## 源文档
________
In [17]:
import matplotlib as mpl
import matplotlib.pyplot as plt
%matplotlib inline
import numpy as np
import sklearn
import pandas as pd
import os
import sys
import time
import tensorflow as tf

from tensorflow import keras

print(tf.__version__)
print(sys.version_info)
for module in mpl, np, pd, sklearn, tf, keras:
    print(module.__name__, module.__version__)

2.2.0
sys.version_info(major=3, minor=6, micro=9, releaselevel='final', serial=0)
matplotlib 3.2.1
numpy 1.18.5
pandas 1.0.4
sklearn 0.23.1
tensorflow 2.2.0
tensorflow.keras 2.3.0-tf


In [18]:
def f(x):
    return 3. * x ** 2 + 2. * x - 1
#近视求导，x移动eps单位，也就是离自己很近的一个点的切线
def approximate_derivative(f, x, eps=1e-3):
    return (f(x + eps) - f(x - eps)) / (2. * eps)
________
## 任务要求
1. 请把源文档中从“from tensorflow import”到“micro=9, releaselevel='final', serial=0)”的这一段原样抄写下来。
2. 在源文档中，函数 approximate_derivative 的参数 eps 默认取什么值？

## 原始数据
________
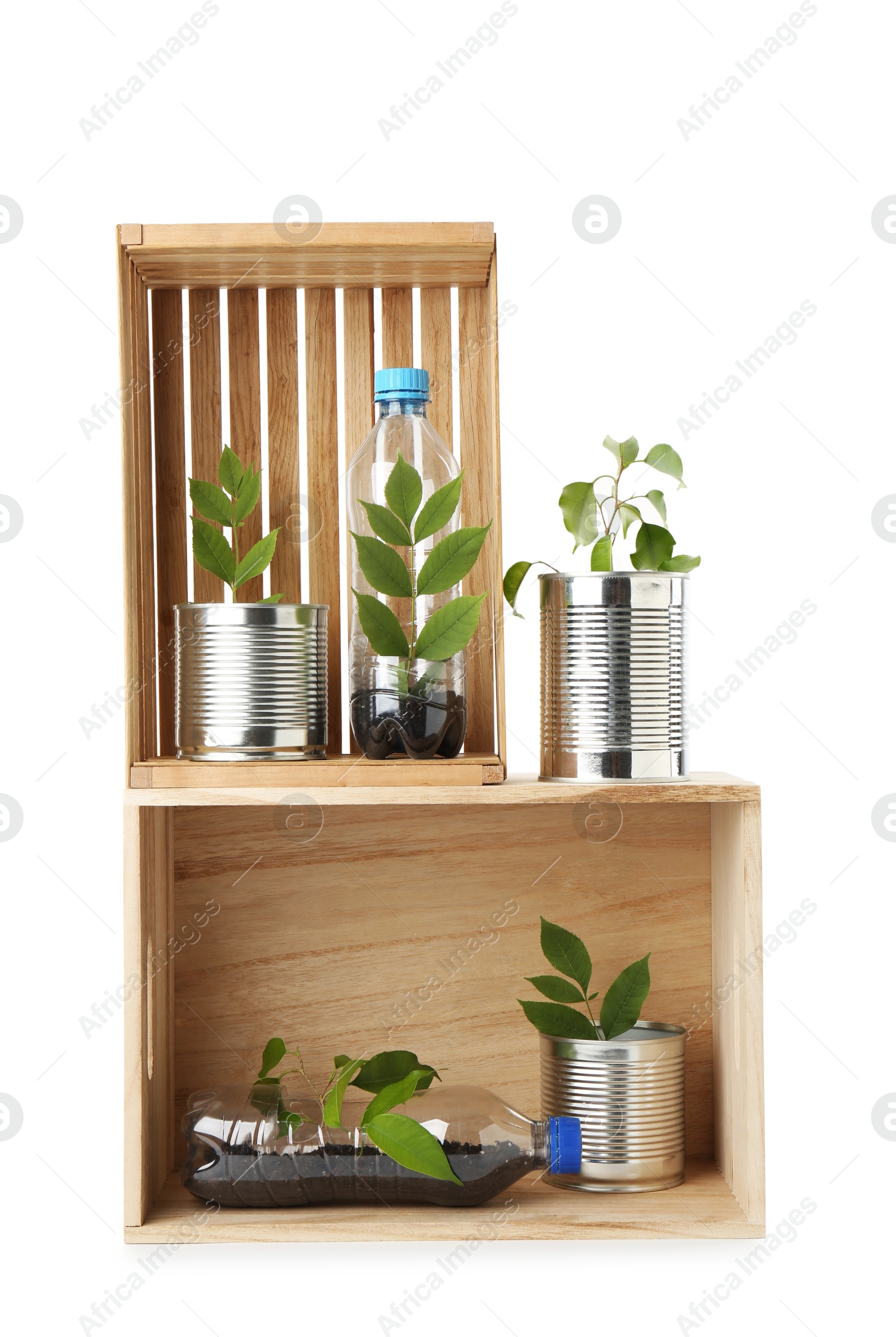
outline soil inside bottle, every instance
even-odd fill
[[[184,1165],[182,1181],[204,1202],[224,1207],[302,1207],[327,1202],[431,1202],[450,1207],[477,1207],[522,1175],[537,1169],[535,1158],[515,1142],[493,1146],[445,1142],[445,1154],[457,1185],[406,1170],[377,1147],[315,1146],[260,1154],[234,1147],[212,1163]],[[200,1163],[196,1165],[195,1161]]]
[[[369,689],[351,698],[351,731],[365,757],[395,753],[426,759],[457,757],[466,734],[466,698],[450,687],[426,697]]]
________
## 参考答案
1.
from tensorflow import keras

print(tf.__version__)
print(sys.version_info)
for module in mpl, np, pd, sklearn, tf, keras:
    print(module.__name__, module.__version__)

2.2.0
sys.version_info(major=3, minor=6, micro=9, releaselevel='final', serial=0)

2. 1e-3